### [Your objective]
From the listing below, write out word for word the lines that begin with the one containing "Mark every instance of the green metal" and end with the one containing "<point>537,94</point>", including both.
>> Begin Input records
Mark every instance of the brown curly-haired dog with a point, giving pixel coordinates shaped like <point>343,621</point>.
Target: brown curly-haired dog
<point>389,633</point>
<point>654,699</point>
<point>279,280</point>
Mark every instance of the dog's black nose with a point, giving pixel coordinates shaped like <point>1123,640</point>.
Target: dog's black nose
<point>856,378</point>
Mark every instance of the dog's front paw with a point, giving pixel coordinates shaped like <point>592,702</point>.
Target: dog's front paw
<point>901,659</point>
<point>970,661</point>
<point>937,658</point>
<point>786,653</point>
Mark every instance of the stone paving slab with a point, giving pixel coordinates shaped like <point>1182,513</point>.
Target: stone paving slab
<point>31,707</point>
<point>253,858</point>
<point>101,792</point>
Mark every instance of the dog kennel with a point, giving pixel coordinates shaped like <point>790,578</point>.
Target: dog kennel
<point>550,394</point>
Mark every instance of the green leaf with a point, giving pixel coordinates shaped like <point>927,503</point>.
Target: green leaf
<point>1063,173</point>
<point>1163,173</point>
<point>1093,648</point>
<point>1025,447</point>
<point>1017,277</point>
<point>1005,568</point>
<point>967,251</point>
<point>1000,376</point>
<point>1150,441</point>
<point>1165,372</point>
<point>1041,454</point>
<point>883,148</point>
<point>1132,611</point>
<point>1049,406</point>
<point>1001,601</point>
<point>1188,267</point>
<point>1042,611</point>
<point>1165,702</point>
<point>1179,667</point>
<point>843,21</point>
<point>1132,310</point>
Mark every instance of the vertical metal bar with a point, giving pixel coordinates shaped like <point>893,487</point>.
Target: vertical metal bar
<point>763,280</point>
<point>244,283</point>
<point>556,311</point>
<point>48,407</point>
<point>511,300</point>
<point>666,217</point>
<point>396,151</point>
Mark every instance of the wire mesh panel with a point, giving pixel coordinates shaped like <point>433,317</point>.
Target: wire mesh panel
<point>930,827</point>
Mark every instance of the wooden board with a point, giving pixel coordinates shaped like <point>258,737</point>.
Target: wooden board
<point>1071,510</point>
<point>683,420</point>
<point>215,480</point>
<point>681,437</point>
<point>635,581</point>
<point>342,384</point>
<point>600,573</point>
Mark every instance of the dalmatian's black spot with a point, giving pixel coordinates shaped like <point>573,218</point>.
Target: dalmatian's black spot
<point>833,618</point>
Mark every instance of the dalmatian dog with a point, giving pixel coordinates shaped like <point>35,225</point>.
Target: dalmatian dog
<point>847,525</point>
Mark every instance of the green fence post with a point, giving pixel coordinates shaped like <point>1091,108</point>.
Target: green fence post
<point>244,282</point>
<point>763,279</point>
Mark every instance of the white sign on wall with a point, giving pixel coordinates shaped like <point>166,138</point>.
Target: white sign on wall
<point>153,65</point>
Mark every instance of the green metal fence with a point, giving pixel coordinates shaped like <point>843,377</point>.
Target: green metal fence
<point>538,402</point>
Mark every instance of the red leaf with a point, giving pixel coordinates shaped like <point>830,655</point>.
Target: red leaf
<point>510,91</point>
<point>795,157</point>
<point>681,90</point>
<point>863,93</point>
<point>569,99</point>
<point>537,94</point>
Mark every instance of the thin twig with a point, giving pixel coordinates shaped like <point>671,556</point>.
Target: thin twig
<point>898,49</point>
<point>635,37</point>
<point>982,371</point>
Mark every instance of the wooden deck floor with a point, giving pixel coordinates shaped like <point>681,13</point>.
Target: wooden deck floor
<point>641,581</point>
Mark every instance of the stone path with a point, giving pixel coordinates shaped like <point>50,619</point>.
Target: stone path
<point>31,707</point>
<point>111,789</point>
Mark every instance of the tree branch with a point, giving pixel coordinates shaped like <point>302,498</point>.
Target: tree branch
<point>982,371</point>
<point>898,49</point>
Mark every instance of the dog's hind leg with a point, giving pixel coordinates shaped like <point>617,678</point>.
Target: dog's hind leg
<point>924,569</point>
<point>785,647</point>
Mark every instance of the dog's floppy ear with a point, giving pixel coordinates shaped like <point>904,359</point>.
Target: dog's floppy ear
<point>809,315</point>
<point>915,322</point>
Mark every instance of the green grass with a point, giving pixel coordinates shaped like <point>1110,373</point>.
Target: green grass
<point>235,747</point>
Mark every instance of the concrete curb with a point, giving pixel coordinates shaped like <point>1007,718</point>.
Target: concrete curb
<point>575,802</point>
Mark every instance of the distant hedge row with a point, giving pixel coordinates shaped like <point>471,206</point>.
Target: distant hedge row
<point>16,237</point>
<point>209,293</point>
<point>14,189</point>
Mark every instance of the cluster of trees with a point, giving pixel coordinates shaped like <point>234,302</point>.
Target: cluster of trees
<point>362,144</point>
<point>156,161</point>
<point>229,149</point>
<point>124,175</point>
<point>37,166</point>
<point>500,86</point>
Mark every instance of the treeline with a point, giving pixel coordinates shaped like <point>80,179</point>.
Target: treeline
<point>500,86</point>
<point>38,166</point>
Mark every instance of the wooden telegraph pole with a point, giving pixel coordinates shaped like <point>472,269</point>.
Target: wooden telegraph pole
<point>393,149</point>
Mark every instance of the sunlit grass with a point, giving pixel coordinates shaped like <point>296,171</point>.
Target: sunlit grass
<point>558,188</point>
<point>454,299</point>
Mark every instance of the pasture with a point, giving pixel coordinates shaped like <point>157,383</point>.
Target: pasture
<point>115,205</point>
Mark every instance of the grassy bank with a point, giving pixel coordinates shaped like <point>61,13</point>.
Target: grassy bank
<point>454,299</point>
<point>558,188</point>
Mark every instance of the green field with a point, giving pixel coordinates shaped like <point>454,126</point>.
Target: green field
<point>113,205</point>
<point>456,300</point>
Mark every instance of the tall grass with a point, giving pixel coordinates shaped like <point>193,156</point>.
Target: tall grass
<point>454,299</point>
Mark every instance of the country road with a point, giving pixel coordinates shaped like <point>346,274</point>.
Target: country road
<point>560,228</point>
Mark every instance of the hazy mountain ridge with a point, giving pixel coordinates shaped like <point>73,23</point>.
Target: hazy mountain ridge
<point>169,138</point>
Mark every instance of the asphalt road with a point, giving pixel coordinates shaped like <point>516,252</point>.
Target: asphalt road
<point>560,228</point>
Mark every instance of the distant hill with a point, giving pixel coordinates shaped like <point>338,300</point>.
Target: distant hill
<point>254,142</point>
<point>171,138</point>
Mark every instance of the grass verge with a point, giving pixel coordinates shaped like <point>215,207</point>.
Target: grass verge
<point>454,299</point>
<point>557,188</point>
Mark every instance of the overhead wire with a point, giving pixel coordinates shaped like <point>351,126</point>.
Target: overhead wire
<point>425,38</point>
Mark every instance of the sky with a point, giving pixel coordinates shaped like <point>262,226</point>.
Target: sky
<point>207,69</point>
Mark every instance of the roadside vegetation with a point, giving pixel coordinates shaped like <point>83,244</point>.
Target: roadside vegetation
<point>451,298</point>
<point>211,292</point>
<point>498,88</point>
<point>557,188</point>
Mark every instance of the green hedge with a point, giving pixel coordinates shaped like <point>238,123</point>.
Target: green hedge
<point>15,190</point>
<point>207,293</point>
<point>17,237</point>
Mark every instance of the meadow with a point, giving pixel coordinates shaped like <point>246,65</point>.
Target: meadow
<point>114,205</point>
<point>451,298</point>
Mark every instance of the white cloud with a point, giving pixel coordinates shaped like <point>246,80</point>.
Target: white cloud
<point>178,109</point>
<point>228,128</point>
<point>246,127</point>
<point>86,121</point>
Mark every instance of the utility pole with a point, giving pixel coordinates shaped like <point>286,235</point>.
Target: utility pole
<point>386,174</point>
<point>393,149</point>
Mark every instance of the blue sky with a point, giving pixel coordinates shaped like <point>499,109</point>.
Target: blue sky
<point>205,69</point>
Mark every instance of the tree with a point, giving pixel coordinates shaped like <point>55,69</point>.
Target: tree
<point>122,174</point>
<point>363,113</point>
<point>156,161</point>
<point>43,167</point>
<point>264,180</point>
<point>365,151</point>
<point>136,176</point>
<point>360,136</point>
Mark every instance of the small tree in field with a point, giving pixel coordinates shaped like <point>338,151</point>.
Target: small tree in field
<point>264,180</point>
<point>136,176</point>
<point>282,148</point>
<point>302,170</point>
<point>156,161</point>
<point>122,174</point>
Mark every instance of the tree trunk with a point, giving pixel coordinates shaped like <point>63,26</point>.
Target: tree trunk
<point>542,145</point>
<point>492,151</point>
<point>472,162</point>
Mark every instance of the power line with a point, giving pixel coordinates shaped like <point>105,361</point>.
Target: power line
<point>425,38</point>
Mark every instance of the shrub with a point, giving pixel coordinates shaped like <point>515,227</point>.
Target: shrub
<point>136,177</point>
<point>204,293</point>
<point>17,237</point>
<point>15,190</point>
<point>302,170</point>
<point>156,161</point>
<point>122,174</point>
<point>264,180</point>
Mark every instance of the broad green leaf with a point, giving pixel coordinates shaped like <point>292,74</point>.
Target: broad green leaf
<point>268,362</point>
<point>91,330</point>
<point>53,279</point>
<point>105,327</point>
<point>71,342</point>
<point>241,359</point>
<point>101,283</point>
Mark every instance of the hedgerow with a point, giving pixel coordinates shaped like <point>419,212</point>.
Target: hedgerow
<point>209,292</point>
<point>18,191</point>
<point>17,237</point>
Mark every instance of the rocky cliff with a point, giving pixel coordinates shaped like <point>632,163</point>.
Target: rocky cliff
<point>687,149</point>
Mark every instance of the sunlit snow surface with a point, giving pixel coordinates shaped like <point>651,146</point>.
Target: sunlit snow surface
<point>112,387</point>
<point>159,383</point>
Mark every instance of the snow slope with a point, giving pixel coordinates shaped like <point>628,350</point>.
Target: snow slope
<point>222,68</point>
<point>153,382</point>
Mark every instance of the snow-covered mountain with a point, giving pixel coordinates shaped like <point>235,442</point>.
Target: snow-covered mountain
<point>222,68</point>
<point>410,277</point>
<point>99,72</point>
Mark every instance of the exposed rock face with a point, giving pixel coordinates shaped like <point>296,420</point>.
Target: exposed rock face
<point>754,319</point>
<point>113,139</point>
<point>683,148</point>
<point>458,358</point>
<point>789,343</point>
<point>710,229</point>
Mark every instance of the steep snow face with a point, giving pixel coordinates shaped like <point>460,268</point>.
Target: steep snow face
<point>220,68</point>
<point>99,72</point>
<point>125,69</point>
>> End Input records
### [Finished task]
Mark every instance of the green metal fence with a point, giving pixel coordinates shaped like <point>843,377</point>.
Target: green metal fence
<point>538,402</point>
Mark every instance of the red leaf with a point, giving pixel coordinates shaped like <point>830,655</point>.
Target: red leaf
<point>510,91</point>
<point>795,157</point>
<point>681,90</point>
<point>863,93</point>
<point>569,99</point>
<point>537,94</point>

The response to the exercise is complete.